> Problems
[a] In the Kinect SDK blog post, how many skeletal joints can the skeletal tracking stream follow, and for up to how many people?
[b] Extend the Kinect SDK blog post by writing what comes next after its final sentence.

Monday, August 20, 2012

Kinect SDK Development


At the end of last year I did a bit of work with the Kinect SDK.  I built a Kinect plugin to control Microsoft Power Point presentations.  I wrote up my notes at the time, but I've just realised that I never posted a blog about it.

Although this was written months ago, and I know that the Kinect SDK has been updated since then, most of this information is still relevant.


The Kinect unit can provide 4 different streams of data at:
  1. Skeletal Tracking.
  2. “Depth” data stream.
  3. “Depth and Player” data stream.
  4. Colour video.

You can subscribe to events which are fired on every refresh (approx. 30 FPS) to handle changes to each of these data streams.

Skeletal Tracking

This data stream allows us to track the 3D position of 20 skeletal joints of up to 2 people standing in front of the Kinect unit.

The joints tracked include:
  • Head
  • Shoulders
  • Elbows
  • Wrists
  • Hands
  • Spine centre
  • Hips
  • Knees
  • Ankles
  • Feet

It is a fairly simple task to interrogate these joint positions.

> Entries provided
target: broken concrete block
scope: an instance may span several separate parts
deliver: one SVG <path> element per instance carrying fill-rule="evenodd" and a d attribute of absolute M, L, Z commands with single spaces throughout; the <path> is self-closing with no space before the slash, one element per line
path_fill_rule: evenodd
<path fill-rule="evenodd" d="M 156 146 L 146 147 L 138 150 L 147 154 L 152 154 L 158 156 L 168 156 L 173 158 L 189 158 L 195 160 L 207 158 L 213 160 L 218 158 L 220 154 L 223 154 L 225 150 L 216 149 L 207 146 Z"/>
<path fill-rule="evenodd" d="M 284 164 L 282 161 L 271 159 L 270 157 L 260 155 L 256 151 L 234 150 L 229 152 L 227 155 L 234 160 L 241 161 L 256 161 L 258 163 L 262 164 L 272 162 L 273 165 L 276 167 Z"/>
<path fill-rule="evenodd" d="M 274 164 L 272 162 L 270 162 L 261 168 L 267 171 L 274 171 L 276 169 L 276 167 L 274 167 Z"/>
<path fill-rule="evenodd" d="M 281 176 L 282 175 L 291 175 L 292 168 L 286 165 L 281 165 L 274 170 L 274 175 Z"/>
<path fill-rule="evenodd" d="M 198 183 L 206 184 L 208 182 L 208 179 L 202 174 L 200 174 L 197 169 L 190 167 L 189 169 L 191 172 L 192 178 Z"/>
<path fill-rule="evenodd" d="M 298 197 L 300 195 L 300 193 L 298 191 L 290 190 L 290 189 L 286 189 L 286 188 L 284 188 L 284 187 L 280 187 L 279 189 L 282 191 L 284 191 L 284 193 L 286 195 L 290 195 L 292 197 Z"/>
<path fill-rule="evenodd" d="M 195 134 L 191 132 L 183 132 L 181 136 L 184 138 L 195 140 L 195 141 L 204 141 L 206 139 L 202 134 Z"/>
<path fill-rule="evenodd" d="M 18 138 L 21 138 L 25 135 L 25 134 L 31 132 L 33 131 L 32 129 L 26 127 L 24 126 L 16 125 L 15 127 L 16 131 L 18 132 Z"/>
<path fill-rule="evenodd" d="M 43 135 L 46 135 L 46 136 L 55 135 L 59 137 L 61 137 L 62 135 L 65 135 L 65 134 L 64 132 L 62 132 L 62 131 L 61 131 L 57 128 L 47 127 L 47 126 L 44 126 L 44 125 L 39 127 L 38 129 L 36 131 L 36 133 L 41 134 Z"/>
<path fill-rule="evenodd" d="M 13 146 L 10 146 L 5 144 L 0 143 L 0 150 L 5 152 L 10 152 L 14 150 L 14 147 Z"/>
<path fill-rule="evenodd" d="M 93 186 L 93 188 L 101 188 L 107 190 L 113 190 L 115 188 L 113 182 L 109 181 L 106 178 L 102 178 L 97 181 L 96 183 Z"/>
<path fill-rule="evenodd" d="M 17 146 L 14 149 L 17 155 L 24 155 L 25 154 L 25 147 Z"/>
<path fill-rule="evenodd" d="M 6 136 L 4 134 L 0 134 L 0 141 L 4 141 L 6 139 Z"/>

* * *

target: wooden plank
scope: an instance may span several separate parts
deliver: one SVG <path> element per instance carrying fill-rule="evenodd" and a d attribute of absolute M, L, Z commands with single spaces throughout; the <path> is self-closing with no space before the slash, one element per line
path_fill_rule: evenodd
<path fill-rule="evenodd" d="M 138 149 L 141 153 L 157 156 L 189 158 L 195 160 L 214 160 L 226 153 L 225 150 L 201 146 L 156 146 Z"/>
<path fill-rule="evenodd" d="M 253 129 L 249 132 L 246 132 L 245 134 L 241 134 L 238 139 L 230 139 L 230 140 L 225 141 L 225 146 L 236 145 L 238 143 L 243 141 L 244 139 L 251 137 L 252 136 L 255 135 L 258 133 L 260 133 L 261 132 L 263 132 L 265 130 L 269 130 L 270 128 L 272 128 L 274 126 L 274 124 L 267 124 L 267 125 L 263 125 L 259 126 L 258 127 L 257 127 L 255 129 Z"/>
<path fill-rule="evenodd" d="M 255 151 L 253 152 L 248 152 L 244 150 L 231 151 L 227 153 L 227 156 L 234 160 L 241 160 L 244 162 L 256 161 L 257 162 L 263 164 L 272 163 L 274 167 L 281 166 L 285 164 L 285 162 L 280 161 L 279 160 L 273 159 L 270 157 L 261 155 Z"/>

--

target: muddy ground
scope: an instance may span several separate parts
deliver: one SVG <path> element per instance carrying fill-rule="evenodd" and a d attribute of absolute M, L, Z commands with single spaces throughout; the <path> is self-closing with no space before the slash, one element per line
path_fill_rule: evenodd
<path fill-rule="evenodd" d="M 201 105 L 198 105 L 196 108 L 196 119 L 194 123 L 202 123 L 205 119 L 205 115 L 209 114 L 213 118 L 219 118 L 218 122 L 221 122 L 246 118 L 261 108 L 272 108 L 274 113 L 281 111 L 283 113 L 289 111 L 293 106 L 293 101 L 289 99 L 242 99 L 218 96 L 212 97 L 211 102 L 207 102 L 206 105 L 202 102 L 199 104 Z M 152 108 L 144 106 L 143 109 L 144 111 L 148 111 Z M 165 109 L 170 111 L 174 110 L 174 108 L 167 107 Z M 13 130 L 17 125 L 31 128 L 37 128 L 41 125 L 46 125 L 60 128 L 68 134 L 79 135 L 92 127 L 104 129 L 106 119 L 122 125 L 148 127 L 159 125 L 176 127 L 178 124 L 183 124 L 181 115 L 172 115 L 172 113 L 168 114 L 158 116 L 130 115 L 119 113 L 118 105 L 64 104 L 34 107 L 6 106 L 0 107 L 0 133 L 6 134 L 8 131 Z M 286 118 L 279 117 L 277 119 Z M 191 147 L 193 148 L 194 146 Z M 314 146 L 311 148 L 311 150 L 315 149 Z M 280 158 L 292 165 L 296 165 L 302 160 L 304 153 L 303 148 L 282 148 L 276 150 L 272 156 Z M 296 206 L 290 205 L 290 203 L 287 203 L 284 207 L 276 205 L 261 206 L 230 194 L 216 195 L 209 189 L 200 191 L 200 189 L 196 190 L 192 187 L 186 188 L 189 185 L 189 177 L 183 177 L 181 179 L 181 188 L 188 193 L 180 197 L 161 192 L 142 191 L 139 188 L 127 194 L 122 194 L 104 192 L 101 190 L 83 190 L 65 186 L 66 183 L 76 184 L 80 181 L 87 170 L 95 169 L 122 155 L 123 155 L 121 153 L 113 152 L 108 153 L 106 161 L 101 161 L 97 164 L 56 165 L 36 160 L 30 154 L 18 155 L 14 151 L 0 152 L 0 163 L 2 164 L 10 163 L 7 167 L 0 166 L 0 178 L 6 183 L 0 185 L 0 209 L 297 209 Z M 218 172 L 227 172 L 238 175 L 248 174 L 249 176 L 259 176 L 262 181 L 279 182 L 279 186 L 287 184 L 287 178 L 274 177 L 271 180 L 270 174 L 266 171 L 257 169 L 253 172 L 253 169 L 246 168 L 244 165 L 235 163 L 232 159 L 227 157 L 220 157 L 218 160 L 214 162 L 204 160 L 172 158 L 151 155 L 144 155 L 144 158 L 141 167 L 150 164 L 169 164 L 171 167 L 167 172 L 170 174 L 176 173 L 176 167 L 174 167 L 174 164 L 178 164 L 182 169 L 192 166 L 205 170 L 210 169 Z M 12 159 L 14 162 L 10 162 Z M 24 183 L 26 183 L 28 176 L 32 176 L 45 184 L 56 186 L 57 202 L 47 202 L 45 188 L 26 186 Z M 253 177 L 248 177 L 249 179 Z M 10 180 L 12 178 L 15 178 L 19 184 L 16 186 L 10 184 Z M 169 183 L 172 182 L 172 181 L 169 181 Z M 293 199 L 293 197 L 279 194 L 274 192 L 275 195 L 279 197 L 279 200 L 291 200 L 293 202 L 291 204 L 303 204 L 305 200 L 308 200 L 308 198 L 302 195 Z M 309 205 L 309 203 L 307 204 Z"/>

> In response
[a] It tracks 20 skeletal joints for up to 2 people.

[b]
“Depth” data stream

This is a 320x240 data stream that we can display as video showing depth information, ie how far away from the Kinect camera each pixel in the view is.  It is fairly easy to create a grey scale video with dark pixels in the background, and light pixels in the foreground 

“Depth and Player” data stream

This is a copy of the Depth video stream, however a couple of bits in each depth byte are used to mark which Player each pixel belongs to.  This means that we could, for instance, render a video showing grey scale depth information (as before) but the pixels that relate to different players shown in different colours, or we could just render the depth image that relates to the current player, ignoring the background.

Colour video

This is another simple video stream, simply showing the full colour video from the Kinect unit at a 640x480 pixel resolution.



For our PowerPoint controller application I Built a WPF application with a Standard MVVM structure, and with the Kinect code in a separate code library.

I used these data streams mentioned above to perform our various forms of gesture recognition.  For the most part I used the Skeletal Tracking system, but we also attempted some recognition with the Depth and Player data stream, which I’ll mention later.

Skeletal Feedback

In our WPF application I have drawn the current skeleton layout on a canvas by simply updating line elements (and an ellipse for the head) with the current Joint positions translated from 3D coordinates into screen coordinates.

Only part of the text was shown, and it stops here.